___ INFORMATION PROVIDED

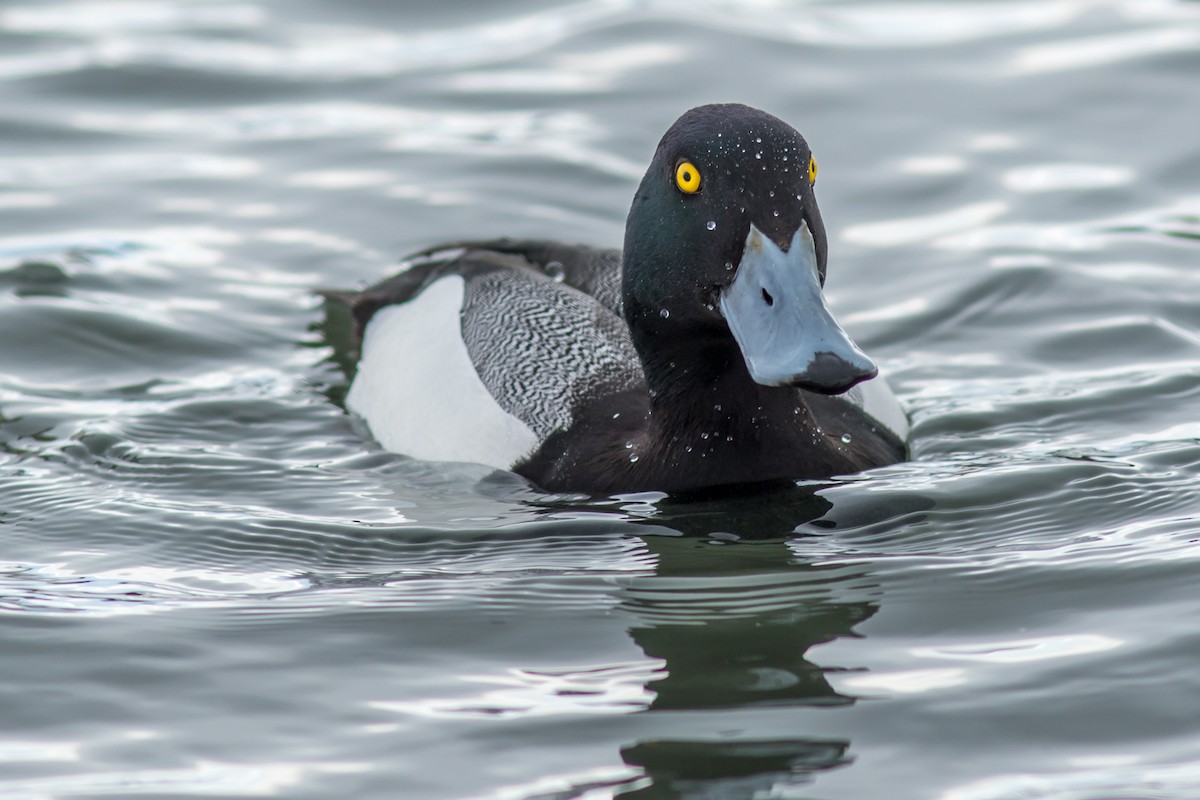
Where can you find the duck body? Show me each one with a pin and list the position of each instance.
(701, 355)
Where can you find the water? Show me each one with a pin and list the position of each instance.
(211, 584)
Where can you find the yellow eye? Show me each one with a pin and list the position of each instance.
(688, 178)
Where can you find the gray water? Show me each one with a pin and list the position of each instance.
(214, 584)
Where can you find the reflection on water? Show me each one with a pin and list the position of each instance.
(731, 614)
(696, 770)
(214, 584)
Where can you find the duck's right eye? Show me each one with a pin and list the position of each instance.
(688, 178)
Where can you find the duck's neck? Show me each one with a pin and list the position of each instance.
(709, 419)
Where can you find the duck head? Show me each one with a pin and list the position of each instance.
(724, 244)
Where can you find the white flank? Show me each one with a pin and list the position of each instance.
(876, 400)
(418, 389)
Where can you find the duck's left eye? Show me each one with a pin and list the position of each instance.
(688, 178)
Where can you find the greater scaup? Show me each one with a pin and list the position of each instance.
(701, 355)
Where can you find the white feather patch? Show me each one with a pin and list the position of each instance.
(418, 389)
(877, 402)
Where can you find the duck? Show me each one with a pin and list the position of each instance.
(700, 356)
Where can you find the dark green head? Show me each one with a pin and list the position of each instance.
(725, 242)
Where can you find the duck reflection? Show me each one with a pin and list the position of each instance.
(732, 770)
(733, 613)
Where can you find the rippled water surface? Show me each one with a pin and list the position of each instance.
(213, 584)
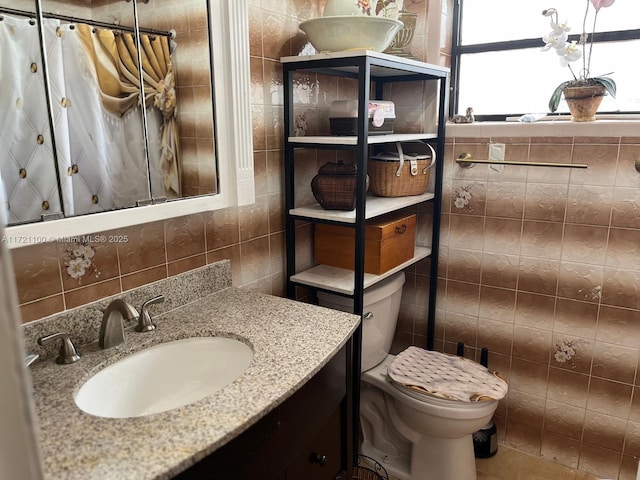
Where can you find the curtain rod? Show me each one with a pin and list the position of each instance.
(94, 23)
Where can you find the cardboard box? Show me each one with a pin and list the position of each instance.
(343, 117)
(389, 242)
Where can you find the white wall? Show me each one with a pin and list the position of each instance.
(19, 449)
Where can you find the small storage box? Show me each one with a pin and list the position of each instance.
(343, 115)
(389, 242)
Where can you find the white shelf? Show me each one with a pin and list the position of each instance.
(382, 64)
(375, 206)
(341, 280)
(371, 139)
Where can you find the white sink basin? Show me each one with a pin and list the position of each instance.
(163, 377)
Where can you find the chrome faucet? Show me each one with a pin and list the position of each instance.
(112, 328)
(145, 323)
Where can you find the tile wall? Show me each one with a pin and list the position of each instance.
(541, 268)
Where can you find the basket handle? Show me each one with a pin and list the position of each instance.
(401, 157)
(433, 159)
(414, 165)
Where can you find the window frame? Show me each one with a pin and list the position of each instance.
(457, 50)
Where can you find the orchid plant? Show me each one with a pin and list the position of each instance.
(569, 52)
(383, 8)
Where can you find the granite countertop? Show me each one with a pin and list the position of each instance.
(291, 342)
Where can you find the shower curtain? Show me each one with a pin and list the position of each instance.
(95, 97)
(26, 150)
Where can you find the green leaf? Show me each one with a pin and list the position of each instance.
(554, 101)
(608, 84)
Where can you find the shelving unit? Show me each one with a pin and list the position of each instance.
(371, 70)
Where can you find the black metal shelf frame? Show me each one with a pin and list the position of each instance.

______

# WHAT IS EXPECTED:
Format the listing above as a JSON list of strings, one string per line, leaving out blank lines and the pictures.

# CORRECT RESULT:
[
  "Where can you find the duck body? Show me each one with a pin and list the position of each instance.",
  "(701, 355)",
  "Where can you find the water? Show me each one with a pin and list the position of each instance.",
  "(211, 584)",
  "Where can you find the yellow eye? Show me each one with a pin and list the position of each instance.",
  "(688, 178)",
  "Where can you find the gray water? Show me each one with a pin and list the position of each instance.",
  "(214, 584)",
  "Where can you find the reflection on water? Show me each one with a pin and list the position of each instance.",
  "(731, 614)",
  "(696, 770)",
  "(214, 584)",
  "Where can you find the duck's right eye? Show me each one with a pin and list the position of each instance.",
  "(688, 178)",
  "Where can you find the duck's neck? Show me each one with a pin and list the position of each instance.",
  "(709, 419)",
  "Where can you find the duck head? Show me each one with a pin and list the position of each instance.",
  "(724, 244)",
  "Where can you find the white flank? Show me each one with a pin and list the position of each instance.",
  "(876, 400)",
  "(418, 389)",
  "Where can you find the duck's left eye? Show me each one with a pin and list the position of each instance.",
  "(688, 178)",
  "Where can you find the greater scaup? Show me each one with a pin and list the position of each instance.",
  "(701, 355)",
  "Where can you find the white feather patch? Show me each one with a pin and list the position of each instance.",
  "(418, 389)",
  "(877, 402)",
  "Where can you find the duck? Show me each one with a pin and list the position of each instance.",
  "(700, 356)",
  "Where can you find the dark green head? Show me each one with a pin and list the position of each instance.",
  "(725, 242)",
  "Where can you find the duck reflection? Show me each one with a pin and list the position of each instance.",
  "(732, 770)",
  "(733, 613)",
  "Where can you find the rippled water surface? Show me each one with a pin and list the position of each instance.",
  "(213, 584)",
  "Where can you find the curtain rod? Show me each one with a pin and list the position of each instance.",
  "(94, 23)",
  "Where can you find the cardboard box? Show me each one with a pin and list the position of each instance.",
  "(343, 117)",
  "(389, 242)",
  "Where can you find the white wall? Show me each one with a pin and list the position of each instance.",
  "(19, 449)",
  "Where can you find the small storage box? Show me each one with a pin and list the position of each instance.",
  "(343, 115)",
  "(389, 242)",
  "Where can you find the white shelf? Show me each one with a pin and list the position of each instance.",
  "(382, 64)",
  "(375, 206)",
  "(341, 280)",
  "(371, 139)",
  "Where can you find the white sink basin? Show me each one with a pin and list the position of each instance.",
  "(163, 377)",
  "Where can you find the chrome faucet? Show me each one with a pin and list the position of each instance.",
  "(112, 328)",
  "(145, 323)",
  "Where can you find the tile wall? Show me each one with a pin and list the position of each instance.",
  "(541, 268)",
  "Where can you find the basket handle? Show me each one with a pin and list the position of each instance.",
  "(401, 157)",
  "(433, 159)",
  "(414, 165)",
  "Where can you find the window frame? Show me each one with a pin and list the position of each instance.",
  "(457, 50)",
  "Where can you find the orchid plant? Show me each one with a pin and list the position of each instance.",
  "(569, 52)",
  "(383, 8)",
  "Where can you find the granite countertop? Show me each one with a pin and list the position of each instance.",
  "(291, 342)",
  "Where can you find the shower curtain? Show me each one with a pin and list the position of each instance.",
  "(95, 97)",
  "(26, 150)",
  "Where can you find the green leaf? Show me each one with a pin and list the position of each instance.",
  "(554, 101)",
  "(608, 84)",
  "Where can you find the shelving unit? Show me each one with a pin and list the position of each instance.",
  "(371, 70)",
  "Where can you find the black metal shelf frame? Show me each one with a pin and list the position of each instance."
]